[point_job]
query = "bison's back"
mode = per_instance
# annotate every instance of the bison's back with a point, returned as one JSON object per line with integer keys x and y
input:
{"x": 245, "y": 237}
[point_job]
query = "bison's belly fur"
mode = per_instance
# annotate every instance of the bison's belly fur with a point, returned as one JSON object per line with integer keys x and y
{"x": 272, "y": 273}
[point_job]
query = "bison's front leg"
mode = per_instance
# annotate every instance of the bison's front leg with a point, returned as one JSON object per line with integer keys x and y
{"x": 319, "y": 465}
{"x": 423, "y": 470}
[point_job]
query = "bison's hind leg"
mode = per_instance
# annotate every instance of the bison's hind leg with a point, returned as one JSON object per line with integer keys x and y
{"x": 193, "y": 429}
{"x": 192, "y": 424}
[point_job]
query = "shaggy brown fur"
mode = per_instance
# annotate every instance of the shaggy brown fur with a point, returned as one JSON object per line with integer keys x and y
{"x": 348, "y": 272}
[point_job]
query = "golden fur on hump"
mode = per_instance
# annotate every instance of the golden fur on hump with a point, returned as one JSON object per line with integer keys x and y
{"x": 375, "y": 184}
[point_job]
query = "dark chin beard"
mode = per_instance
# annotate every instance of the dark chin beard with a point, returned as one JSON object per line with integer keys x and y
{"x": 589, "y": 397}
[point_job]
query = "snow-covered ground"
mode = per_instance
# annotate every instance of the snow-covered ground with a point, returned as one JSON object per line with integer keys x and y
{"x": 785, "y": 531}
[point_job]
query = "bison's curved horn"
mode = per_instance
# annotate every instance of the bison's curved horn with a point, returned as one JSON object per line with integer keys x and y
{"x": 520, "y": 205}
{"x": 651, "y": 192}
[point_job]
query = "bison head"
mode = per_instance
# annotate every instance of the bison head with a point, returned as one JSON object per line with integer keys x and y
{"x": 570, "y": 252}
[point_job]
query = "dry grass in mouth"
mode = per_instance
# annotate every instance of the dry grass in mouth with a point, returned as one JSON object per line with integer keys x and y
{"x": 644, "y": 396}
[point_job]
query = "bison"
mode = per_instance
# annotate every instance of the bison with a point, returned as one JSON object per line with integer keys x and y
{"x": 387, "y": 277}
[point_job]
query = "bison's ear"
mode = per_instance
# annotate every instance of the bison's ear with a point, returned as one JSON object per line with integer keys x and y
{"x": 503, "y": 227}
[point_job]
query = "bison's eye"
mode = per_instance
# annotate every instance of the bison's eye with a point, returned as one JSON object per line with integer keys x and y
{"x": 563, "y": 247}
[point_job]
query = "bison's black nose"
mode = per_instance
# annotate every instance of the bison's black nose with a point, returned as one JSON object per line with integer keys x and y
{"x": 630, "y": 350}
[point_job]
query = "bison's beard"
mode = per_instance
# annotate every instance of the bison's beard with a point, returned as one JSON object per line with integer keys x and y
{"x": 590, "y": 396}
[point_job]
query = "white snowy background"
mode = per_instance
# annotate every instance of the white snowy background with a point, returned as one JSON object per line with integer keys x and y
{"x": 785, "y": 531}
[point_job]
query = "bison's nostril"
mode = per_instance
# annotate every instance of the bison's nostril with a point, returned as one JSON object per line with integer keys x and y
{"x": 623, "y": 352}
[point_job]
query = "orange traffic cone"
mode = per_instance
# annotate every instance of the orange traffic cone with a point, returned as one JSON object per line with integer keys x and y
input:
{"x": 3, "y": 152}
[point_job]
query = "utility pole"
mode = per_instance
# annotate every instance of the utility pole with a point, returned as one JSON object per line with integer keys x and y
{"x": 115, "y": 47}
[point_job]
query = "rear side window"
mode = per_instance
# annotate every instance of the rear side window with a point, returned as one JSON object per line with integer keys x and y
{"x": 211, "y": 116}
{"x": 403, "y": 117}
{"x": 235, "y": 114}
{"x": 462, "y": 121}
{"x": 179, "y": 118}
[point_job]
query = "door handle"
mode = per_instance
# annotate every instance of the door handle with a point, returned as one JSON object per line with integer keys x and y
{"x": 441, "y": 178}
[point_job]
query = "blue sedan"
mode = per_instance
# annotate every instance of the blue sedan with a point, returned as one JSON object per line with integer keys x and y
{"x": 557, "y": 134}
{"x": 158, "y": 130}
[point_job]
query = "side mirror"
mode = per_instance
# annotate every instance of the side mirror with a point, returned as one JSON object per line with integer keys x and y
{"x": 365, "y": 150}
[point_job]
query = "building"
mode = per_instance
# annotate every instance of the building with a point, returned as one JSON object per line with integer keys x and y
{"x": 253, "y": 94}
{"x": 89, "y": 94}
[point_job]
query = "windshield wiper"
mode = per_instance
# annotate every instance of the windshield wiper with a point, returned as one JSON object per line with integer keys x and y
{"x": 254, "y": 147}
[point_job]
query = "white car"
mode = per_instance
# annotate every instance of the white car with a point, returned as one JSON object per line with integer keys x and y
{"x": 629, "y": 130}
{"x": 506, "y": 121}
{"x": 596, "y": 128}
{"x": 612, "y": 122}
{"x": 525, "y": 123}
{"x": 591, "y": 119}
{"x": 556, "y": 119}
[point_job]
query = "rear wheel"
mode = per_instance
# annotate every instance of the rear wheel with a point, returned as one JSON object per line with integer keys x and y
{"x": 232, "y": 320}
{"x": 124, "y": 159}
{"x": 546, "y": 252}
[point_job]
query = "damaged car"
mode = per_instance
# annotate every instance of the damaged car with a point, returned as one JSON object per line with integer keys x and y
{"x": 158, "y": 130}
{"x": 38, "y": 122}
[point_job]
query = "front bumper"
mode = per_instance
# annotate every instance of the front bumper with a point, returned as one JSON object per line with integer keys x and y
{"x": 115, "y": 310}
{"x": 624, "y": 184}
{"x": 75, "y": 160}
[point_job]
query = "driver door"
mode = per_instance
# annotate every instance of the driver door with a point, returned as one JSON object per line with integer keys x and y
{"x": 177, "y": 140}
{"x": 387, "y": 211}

The task:
Would you reproduce the whole listing above, word for word?

Answer to the problem:
[point_job]
query = "bison's back"
mode = per_instance
# annotate every instance of the bison's back with a point, returned as one JSON object per line with integer keys x and y
input:
{"x": 245, "y": 237}
[point_job]
query = "bison's belly fur"
mode = per_instance
# annotate every instance of the bison's belly fur with a point, returned as one JSON object per line with integer keys x and y
{"x": 272, "y": 273}
[point_job]
query = "bison's front leg"
mode = per_instance
# annotate every instance of the bison's front leg with a point, returned as one JSON object per line with integer keys x and y
{"x": 319, "y": 465}
{"x": 423, "y": 470}
[point_job]
query = "bison's hind leg"
mode = per_instance
# annotate every instance of the bison's hind leg with a point, returned as one JSON object per line with integer keys x and y
{"x": 193, "y": 429}
{"x": 192, "y": 424}
[point_job]
query = "shaggy brown fur"
mode = per_instance
# annotate every instance of the shaggy brown fur with a point, returned as one JSON object per line with integer keys x and y
{"x": 348, "y": 272}
[point_job]
query = "golden fur on hump"
mode = per_instance
# annotate every instance of the golden fur on hump with a point, returned as one JSON object per line with integer keys x and y
{"x": 375, "y": 184}
[point_job]
query = "dark chin beard"
mode = per_instance
# annotate every instance of the dark chin beard with a point, returned as one JSON object per line with integer keys x and y
{"x": 589, "y": 397}
[point_job]
query = "snow-covered ground"
mode = per_instance
# annotate every instance of the snow-covered ground with a point, returned as one JSON object per line with integer keys x and y
{"x": 785, "y": 531}
[point_job]
query = "bison's curved horn"
mode = per_instance
# annotate every instance of the bison's curved horn with a point, returned as one JSON object per line with integer keys x and y
{"x": 520, "y": 205}
{"x": 651, "y": 192}
[point_job]
query = "bison head"
mode = per_instance
# annotate every instance of the bison head with a point, returned as one JSON object per line with integer keys x and y
{"x": 570, "y": 252}
[point_job]
query = "dry grass in mouth"
mode = per_instance
# annotate every instance of the dry grass in mouth with a point, returned as one JSON object per line with integer keys x and y
{"x": 644, "y": 396}
[point_job]
query = "bison"
mode = per_instance
# annotate every instance of the bison with a point, returned as one JSON object per line with integer keys x and y
{"x": 387, "y": 277}
[point_job]
query = "bison's ear"
mode = per_instance
# annotate every instance of the bison's ear with a point, returned as one JSON object per line with integer keys x and y
{"x": 503, "y": 227}
[point_job]
query = "bison's eye"
mode = per_instance
# annotate every instance of the bison's eye with a point, returned as one JSON object per line with integer keys x and y
{"x": 563, "y": 247}
[point_job]
query = "bison's black nose"
mode = per_instance
# annotate every instance of the bison's black nose with a point, returned as one JSON object per line with integer keys x and y
{"x": 630, "y": 350}
[point_job]
query = "bison's beard"
mode = per_instance
# annotate every instance of the bison's beard with a point, returned as one JSON object per line with integer keys x and y
{"x": 590, "y": 396}
[point_job]
query = "white snowy background"
mode = per_instance
# annotate every instance of the white snowy background with a point, returned as one JSON object per line with integer keys x and y
{"x": 785, "y": 531}
[point_job]
query = "bison's nostril"
mode = per_instance
# annotate every instance of the bison's nostril with a point, returned as one JSON object per line with integer keys x and y
{"x": 623, "y": 352}
[point_job]
query = "orange traffic cone"
mode = per_instance
# annotate every instance of the orange traffic cone with a point, returned as one JSON object per line with integer keys x and y
input:
{"x": 3, "y": 152}
[point_job]
query = "utility pole"
mode = per_instance
# annotate every instance of the utility pole with a point, returned as one JSON object per line with integer keys x and y
{"x": 115, "y": 47}
[point_job]
query = "rear side window"
mode = per_instance
# annotate every instance of the rear side window with a point, returned as one JSON object per line with integer keys x and y
{"x": 211, "y": 116}
{"x": 403, "y": 117}
{"x": 235, "y": 114}
{"x": 462, "y": 121}
{"x": 179, "y": 118}
[point_job]
query = "door handle"
mode = per_instance
# annotate every instance of the door handle with a point, returned as one JSON object per line with integer keys x and y
{"x": 441, "y": 178}
[point_job]
query = "blue sedan"
mode = per_instance
# annotate every instance of the blue sedan with a point, returned as one JSON object per line with integer keys x and y
{"x": 557, "y": 134}
{"x": 158, "y": 130}
[point_job]
query = "side mirror"
mode = per_instance
# annotate every instance of the side mirror with a point, returned as one JSON object per line with integer keys x and y
{"x": 365, "y": 150}
[point_job]
query = "building"
mode = per_instance
# annotate every instance of the building with a point, returned as one JSON object per line with integer keys x and y
{"x": 253, "y": 94}
{"x": 89, "y": 94}
[point_job]
query = "windshield wiper"
mode = per_instance
# annotate every instance of the windshield wiper with a point, returned as one JSON object per line with integer keys x and y
{"x": 254, "y": 147}
[point_job]
query = "white car"
mode = per_instance
# annotate every instance of the white car with a point, returned as one JSON object per line with integer keys x and y
{"x": 629, "y": 130}
{"x": 506, "y": 121}
{"x": 596, "y": 128}
{"x": 612, "y": 122}
{"x": 525, "y": 123}
{"x": 591, "y": 119}
{"x": 556, "y": 119}
[point_job]
query = "rear wheel"
mode = per_instance
# annotate every instance of the rear wheel with a point, returned as one JSON object per line with integer keys x and y
{"x": 232, "y": 320}
{"x": 124, "y": 159}
{"x": 546, "y": 252}
[point_job]
query = "damaged car"
mode = per_instance
# annotate every instance of the damaged car with a point, returned as one JSON object per line with integer keys x and y
{"x": 158, "y": 130}
{"x": 38, "y": 122}
[point_job]
query = "front bumper"
mode = per_instance
# annotate every instance of the front bumper with a point, returned as one JSON object per line with integer keys x and y
{"x": 115, "y": 310}
{"x": 624, "y": 184}
{"x": 75, "y": 160}
[point_job]
query = "driver door"
mode = per_instance
# annotate every instance of the driver door with a point, returned as one JSON object per line with integer keys x and y
{"x": 177, "y": 140}
{"x": 387, "y": 211}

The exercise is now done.